#### Excerpted passage:
• • •

Let’s wrap up this year with true good wishes from those we’ve been professionally connected with in 2013. While it’s true most people don’t consciously keep “relationship ledgers” with plusses and minuses noted, the quality of any relationship is based on emotional deposits and withdrawals. When you’ve shown someone a kindness or excelled at a task, good will is deposited into that account. Sometimes it isn’t about what someone does for you, but rather about how good you feel about yourself for helping them – for example, when the relationship is defined as a mentoring opportunity. On the other hand, when your only contact with Mr. Z. is when he needs something from you, over time that emotional bank account becomes overdrawn and you avoid him.
Here are easy, practical actions you can take yet this year to start 2014 on the right side of the ledger – three emotional bank account deposits you might make which will inspire others to view you (and your business) as a “positive experience” this year.

• • •

#### Data records:
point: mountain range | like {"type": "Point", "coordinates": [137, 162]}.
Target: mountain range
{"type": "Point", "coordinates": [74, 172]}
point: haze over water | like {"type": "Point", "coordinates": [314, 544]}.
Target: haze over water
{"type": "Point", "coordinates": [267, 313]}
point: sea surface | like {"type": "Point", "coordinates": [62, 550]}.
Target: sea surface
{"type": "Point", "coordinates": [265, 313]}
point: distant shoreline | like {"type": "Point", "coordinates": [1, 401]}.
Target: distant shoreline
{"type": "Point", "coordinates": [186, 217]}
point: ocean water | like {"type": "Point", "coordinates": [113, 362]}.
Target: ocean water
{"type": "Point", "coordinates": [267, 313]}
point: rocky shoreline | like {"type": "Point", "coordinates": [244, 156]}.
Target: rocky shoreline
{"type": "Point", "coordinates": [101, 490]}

• • •

#### Direction 1:
In the piece on emotional bank accounts, translate this sentence into Spanish: "When you’ve shown someone a kindness or excelled at a task, good will is deposited into that account."
#### Direction 2:
Pick up the piece on emotional bank accounts after its final sentence and write what comes next.

#### Written reply 1:
Cuando has tenido una amabilidad con alguien o te has destacado en una tarea, se deposita buena voluntad en esa cuenta.

#### Written reply 2:
How much do you value a referral? Your vendors highly value them, too. Pick three (or more) business relationships and write an unsolicited testimonial for them to a business you think could benefit from their services, with a “cc” to your contact (and the company CEO). Your end-of-the-year reflection about their service and value to your business will boost your intrinsic account value, regardless of its size. And those vendors you wouldn’t recommend … might it be time to replace them?
People value your reach and willingness to connect them to others. Who can you easily hookup by email for a mutually beneficial purpose? A straightforward win-win connection isn’t always possible, but you want both sides to know the potential you saw in their meeting: “Hey, B, I was thinking again about how much you like horseback riding, and C owns that riding stable I mentioned last month. You both have inspired me in the past, so I wanted to make a personal connection before the year was out. Have interest in grabbing a quick coffee together with me in mid-January?”
Another plus to reviewing who you know: it makes you a better network participant all year long. When you start thinking of yourself as a connector, you become more interested in people’s hobbies, interests, education, board membership, and other “plug ins”. As Dale Carnegie pointed out all those years ago, how much people like you isn’t based on how they feel about you; it’s based on how you make them feel about them.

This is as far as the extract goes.